(Information provided Opens)
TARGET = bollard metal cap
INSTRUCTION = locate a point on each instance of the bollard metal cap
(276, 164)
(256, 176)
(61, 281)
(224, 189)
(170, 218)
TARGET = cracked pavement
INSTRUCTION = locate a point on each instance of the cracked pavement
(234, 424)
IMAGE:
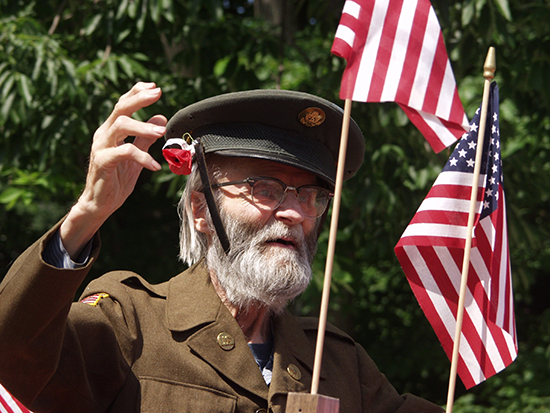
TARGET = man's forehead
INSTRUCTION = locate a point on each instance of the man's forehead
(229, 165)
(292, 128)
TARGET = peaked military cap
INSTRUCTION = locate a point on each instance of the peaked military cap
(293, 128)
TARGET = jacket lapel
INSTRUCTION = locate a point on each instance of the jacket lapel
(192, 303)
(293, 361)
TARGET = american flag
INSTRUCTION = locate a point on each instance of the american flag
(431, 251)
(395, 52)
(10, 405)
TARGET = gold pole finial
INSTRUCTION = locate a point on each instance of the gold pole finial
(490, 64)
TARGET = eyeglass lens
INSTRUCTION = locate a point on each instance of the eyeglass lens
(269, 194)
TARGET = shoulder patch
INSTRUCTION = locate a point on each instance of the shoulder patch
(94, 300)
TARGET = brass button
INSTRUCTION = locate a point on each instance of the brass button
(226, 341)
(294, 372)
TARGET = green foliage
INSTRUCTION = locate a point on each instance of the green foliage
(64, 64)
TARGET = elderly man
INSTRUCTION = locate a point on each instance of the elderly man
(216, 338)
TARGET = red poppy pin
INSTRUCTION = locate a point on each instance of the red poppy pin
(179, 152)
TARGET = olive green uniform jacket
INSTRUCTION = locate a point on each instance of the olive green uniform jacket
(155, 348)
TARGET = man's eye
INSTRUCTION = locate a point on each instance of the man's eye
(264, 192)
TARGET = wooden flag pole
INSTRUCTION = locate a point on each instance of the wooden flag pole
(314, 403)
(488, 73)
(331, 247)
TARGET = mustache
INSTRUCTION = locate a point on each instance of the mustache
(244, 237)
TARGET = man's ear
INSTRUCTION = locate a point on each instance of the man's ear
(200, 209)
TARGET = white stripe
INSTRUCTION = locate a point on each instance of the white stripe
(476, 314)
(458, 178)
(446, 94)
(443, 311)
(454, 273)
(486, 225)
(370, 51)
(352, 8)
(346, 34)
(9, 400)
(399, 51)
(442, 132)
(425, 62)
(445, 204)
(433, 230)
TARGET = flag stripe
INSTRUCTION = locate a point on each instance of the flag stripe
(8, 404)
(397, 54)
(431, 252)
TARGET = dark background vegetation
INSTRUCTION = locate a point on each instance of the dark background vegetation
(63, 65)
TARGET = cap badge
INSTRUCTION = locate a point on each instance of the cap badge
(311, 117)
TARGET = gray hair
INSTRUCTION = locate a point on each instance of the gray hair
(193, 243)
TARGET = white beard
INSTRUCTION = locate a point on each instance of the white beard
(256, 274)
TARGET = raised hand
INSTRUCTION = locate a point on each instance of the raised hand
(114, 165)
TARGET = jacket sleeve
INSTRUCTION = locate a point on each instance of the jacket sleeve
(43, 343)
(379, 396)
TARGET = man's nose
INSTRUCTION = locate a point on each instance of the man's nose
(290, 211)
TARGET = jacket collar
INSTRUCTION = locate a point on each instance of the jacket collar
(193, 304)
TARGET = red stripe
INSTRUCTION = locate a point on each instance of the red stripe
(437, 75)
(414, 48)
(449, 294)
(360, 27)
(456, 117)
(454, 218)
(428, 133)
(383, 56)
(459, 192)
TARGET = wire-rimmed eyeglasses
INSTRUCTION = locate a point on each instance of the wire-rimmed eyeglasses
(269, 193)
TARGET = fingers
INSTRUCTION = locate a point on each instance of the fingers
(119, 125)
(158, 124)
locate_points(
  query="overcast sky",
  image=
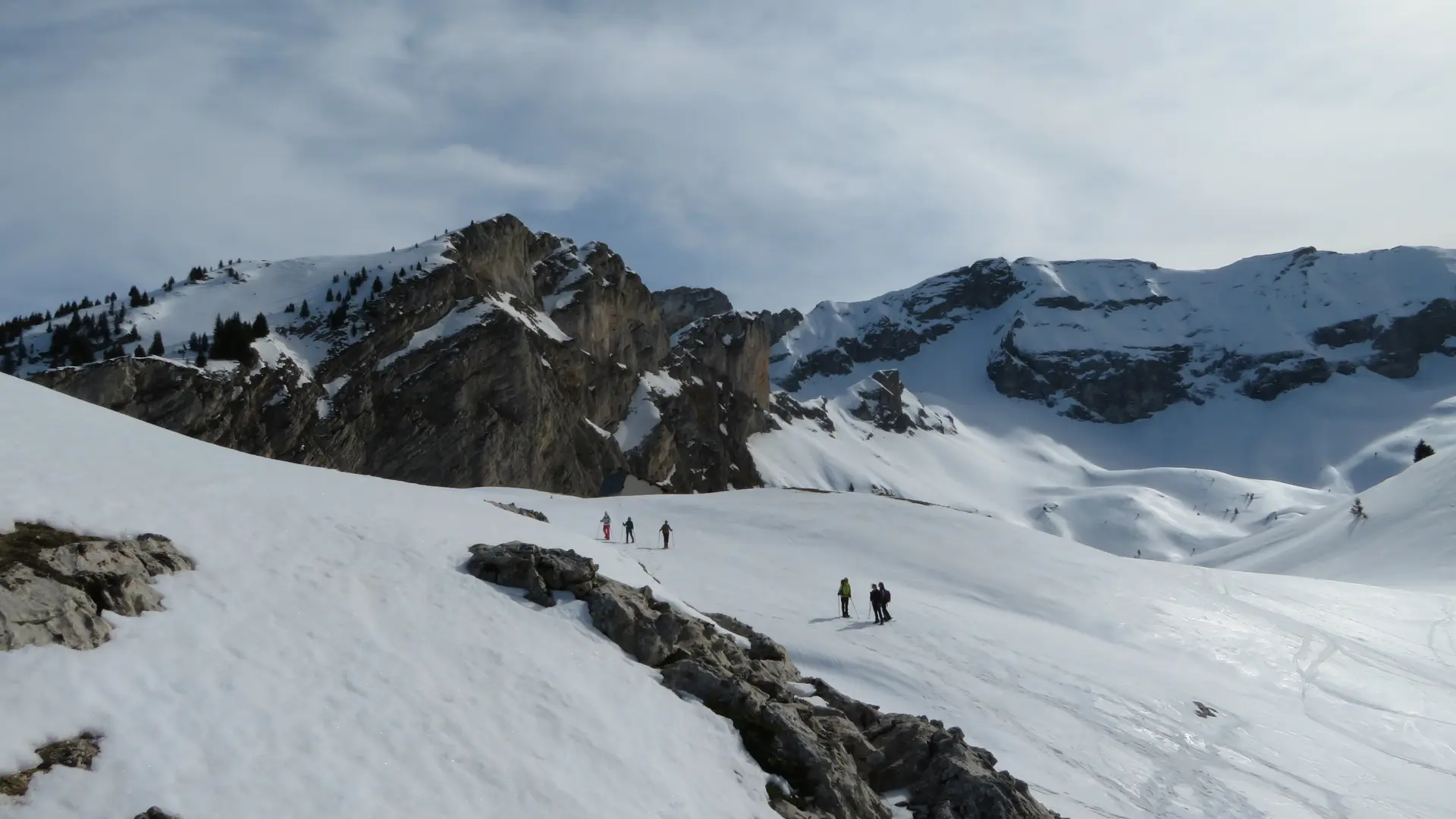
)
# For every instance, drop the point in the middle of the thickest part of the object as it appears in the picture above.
(Information provided Closes)
## What this task involves
From the first line to the last, retype the material exactly and exclude the pictures.

## Answer
TARGET = bollard metal cap
INSTRUCTION = locate a point on each instance of the bollard metal cap
(276, 164)
(256, 176)
(61, 281)
(224, 189)
(170, 218)
TARGET = cracked pavement
INSTRUCTION = locate a point on each instance of the cracked pavement
(234, 424)
IMAGE:
TARGET = man's forehead
INSTRUCTION = locate a point on each instance of the man's forehead
(229, 165)
(292, 128)
TARGET = peaked military cap
INSTRUCTION = locate a point on each instance of the peaked military cap
(293, 128)
TARGET = jacket lapel
INSTRUCTION = locate a point on each instance of the jacket lapel
(192, 303)
(293, 361)
TARGET = american flag
INSTRUCTION = locate a point on each instance of the american flag
(431, 251)
(395, 52)
(10, 405)
TARGET = gold pole finial
INSTRUCTION = locate a point on each instance of the gold pole finial
(490, 64)
TARGET = eyeglass lens
INSTRUCTION = locate a point on each instance of the eyeglass lens
(269, 194)
TARGET = shoulder patch
INSTRUCTION = locate a point on each instance of the shoulder patch
(94, 300)
TARGET = brass button
INSTRUCTION = locate a point on each instance of the brass button
(226, 341)
(294, 372)
TARGET = green foliage
INSTRUCTION = locate a point on each instance of the green foliage
(64, 64)
TARGET = elderly man
INSTRUCTION = locate a point on each instance of the elderly man
(216, 338)
TARGET = red poppy pin
INSTRUCTION = locate a point on each instance of the red poppy pin
(179, 152)
TARGET = olive green uniform jacket
INSTRUCTION = locate a point on each instance of the olive green uniform jacket
(155, 348)
TARGET = man's eye
INSTRUCTION = locate a point on each instance of the man's eye
(264, 192)
TARGET = wooden flag pole
INSTRUCTION = locate a point on each instance of the wooden flag pole
(314, 403)
(488, 73)
(331, 247)
TARGET = mustache
INSTRUCTION = locate a point on each instance of the mustache
(244, 237)
TARGET = man's ear
INSTRUCTION = locate a point on each instance of the man's ear
(200, 209)
TARGET = white stripe
INSTRUCTION = locate a point on each instance of the white stripe
(476, 314)
(458, 178)
(446, 94)
(443, 311)
(454, 273)
(486, 225)
(370, 51)
(352, 8)
(346, 34)
(9, 400)
(399, 51)
(442, 132)
(425, 62)
(445, 204)
(433, 230)
TARGET = flag stripe
INSTRUCTION = locate a point on each instance of the flag stripe
(8, 404)
(397, 54)
(431, 252)
TARGET = dark background vegetation
INSTRUCTION = locate a point on each instance of the dark background vegetation
(63, 65)
TARGET = cap badge
INSTRUCTION = locate a point on each instance of the cap badge
(311, 117)
TARGET = gray hair
INSTRUCTION = locate a point on each instance of the gray hair
(193, 243)
TARGET = white beard
INSTRUCTION = locate a point on each instance of the white beard
(256, 274)
TARGET = raised hand
INSTRUCTION = locate a point on each instance of the raised hand
(114, 165)
TARGET = jacket sleeve
INSTRUCTION = locate a point on each instance of the jacket sleeve
(43, 343)
(379, 396)
TARGET = man's nose
INSTRUCTION = locate a point on each instance of the man's nose
(290, 211)
TARGET = jacket collar
INSTRUCTION = locate a point on each instance of the jacket collar
(193, 304)
TARGET = red stripe
INSTRUCTION = locate a point on each instance of the red stripe
(437, 75)
(414, 48)
(449, 294)
(360, 27)
(456, 117)
(454, 218)
(428, 133)
(383, 56)
(459, 192)
TARGET = wire-rimmed eyeglasses
INSTRUCTION = locate a point on each instance of the wire-rimmed eyeglasses
(269, 193)
TARGET = fingers
INSTRUCTION = locate a point on each instance of the fingers
(119, 125)
(158, 124)
locate_points(
  query="overcast sky",
  image=
)
# For every instance, drop the point in the middle of the thickest part of the object as it appears in the picture above.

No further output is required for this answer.